Duplicate the passage of the forum thread on G5 laptops from "A G5 PowerBook" to "wait, then wait..".

___ DOCUMENT EXTRACT ___

# Will Apple release G5 laptops?



## Perseus (Nov 25, 2004)

Since I am considering getting a laptop, I am curious as to whether Apple has plans on releasing G5 laptops anytime soon.  Otherwise, I'm really considering getting a  Powerbook G4.  (I dont want to buy it and then the next week they have G5's).


----------



## g/re/p (Nov 25, 2004)

A G5 PowerBook would be nice, but there is no way i would
risk purchasing a Rev A model.


----------



## Zammy-Sam (Nov 25, 2004)

As far as I know from the rumors, there will be a G4 update before the new G5 books will finally arrive along with a new design. 
There is one rule, that always applies to tech stuff: if you can afford to wait, then wait..


----------



## symphonix (Nov 25, 2004)

True, but in this case all the information I have suggests that the G5 PowerBook won't be available until at least Mid-2005, though I suspect it may be as late as Jan-2006. The info I have is that Apple and IBM are trialling a handful of different processor options at the moment and are getting some very promising results, but its still not ready to be tested in prototype models.

___ SOURCE EXCERPT ___

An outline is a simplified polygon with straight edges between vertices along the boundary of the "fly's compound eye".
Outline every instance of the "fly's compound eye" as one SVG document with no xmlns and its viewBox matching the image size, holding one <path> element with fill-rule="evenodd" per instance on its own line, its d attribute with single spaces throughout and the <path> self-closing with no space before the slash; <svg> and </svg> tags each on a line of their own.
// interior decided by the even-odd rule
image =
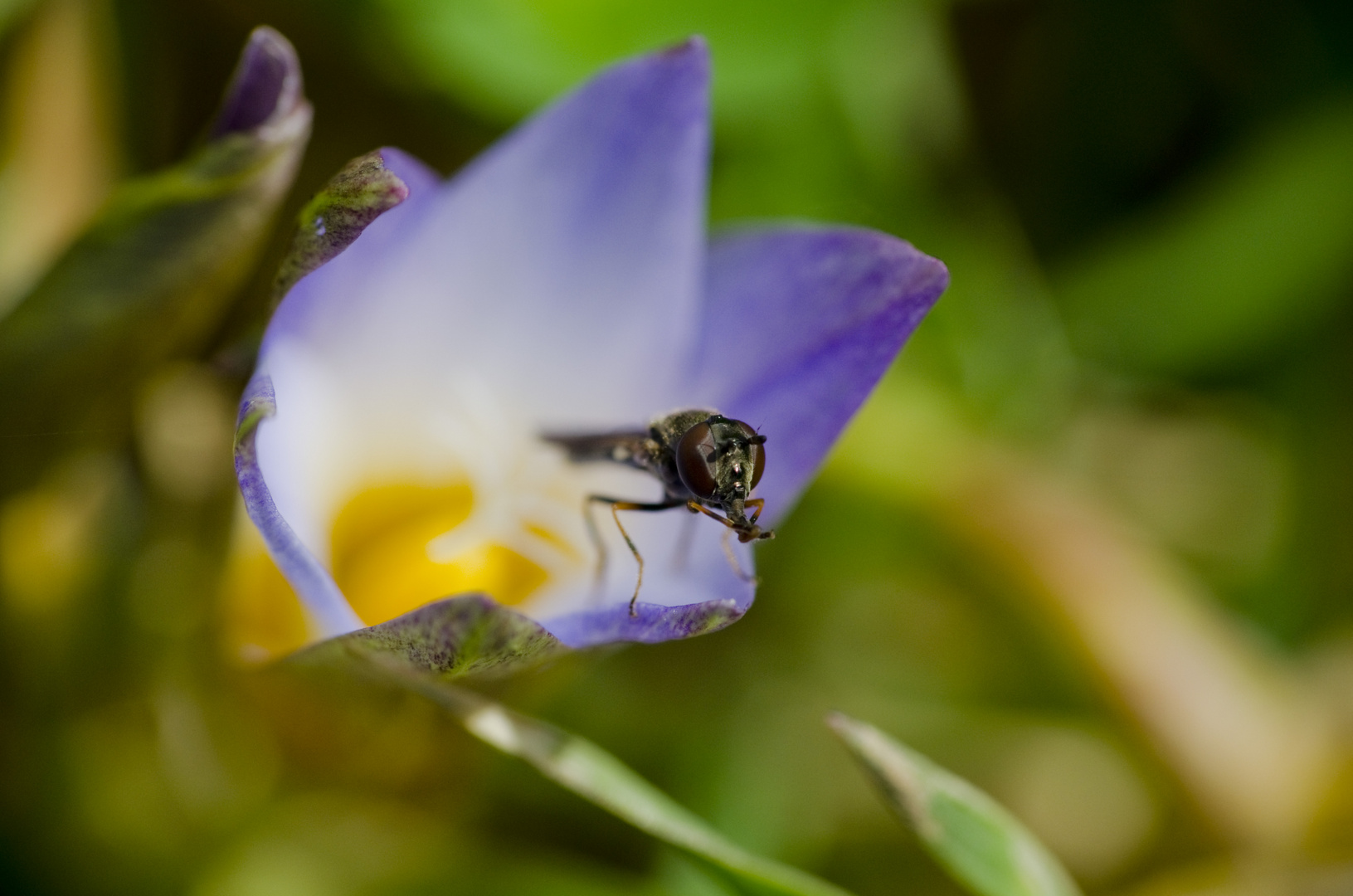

___

TASK SOLUTION.
A G5 PowerBook would be nice, but there is no way i would
risk purchasing a Rev A model.


----------



## Zammy-Sam (Nov 25, 2004)

As far as I know from the rumors, there will be a G4 update before the new G5 books will finally arrive along with a new design. 
There is one rule, that always applies to tech stuff: if you can afford to wait, then wait..